DOCUMENT PASSAGE:
* begin *

PDA

View Full Version : curl/perl/gmail code



vasa1
September 28th, 2014, 01:22 PM
Background: I know nothing about curl and very, very little about perl.

If I run

curl -u username:password --silent "https://mail.google.com/mail/feed/atom" | perl -ne 'print "\t" if /<name>/; print "$2\n" if /<(title|name)>(.*)<\/\1>/;' and I have an unread email with the word perl as the subject waiting for me in username@gmail.com, I get
Gmail - Inbox for usename@gmail.com</title><tagline>New messages in your Gmail Inbox</tagline><fullcount>1</fullcount><link rel="alternate" href="http://mail.google.com/mail" type="text/html" /><modified>2014-09-28T11:55:52Z</modified><entry><title>perl

I'm assuming that curl, when provided with the username and password gets some information from the gmail account and that that information is then piped to perl which in turn prints part of what curl retrieved as output on the screen.

I thought I would try to see all what curl retrieved (before perl did its clean-up) by using
curl -u username:password --silent "https://mail.google.com/mail/feed/atom" > curl.txtNothing happened on screen; I had to press Ctrl+C to get back the prompt but a zero byte file called curl.txt was created.

* end *

AIM 1:
Write out the curl and Gmail forum post word for word, everything from "I'm assuming that" down to "curl.txt was created.".
The forum post and the rows come from separate, unrelated sources.

Point annotation data
* begin *

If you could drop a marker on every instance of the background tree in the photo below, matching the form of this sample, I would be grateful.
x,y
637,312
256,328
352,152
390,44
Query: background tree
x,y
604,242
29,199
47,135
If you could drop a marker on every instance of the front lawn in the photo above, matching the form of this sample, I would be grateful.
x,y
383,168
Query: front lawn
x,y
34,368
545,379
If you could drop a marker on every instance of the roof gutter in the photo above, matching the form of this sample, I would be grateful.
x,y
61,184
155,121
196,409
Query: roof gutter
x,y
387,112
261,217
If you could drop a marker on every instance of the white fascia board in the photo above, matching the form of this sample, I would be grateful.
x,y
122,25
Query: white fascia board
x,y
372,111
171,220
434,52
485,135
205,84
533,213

* end *
* begin *

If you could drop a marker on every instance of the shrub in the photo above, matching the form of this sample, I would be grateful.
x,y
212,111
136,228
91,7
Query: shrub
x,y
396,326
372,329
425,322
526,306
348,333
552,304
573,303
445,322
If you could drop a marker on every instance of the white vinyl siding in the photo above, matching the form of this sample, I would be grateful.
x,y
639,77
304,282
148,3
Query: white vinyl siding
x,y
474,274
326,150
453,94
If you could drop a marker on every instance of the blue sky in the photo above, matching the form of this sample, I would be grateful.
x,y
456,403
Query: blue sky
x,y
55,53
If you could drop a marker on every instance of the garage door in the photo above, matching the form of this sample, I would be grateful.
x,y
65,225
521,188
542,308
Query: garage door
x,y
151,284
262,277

* end *
* begin *

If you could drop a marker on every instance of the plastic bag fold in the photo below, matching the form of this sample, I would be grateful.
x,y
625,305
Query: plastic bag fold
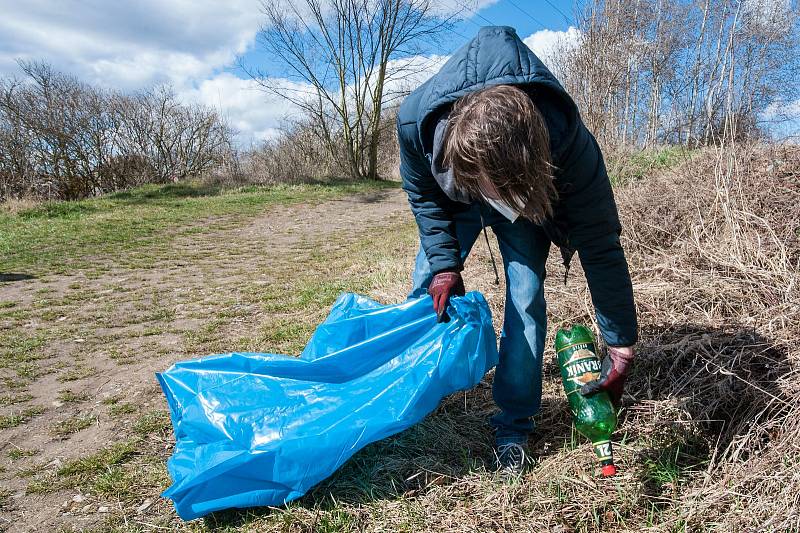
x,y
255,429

* end *

AIM 2:
How many lines of the rows contain the string "front", with case counting? Reply with the number only.

WRITTEN RESPONSE 1:
I'm assuming that curl, when provided with the username and password gets some information from the gmail account and that that information is then piped to perl which in turn prints part of what curl retrieved as output on the screen.

I thought I would try to see all what curl retrieved (before perl did its clean-up) by using
curl -u username:password --silent "https://mail.google.com/mail/feed/atom" > curl.txtNothing happened on screen; I had to press Ctrl+C to get back the prompt but a zero byte file called curl.txt was created.

WRITTEN RESPONSE 2:
2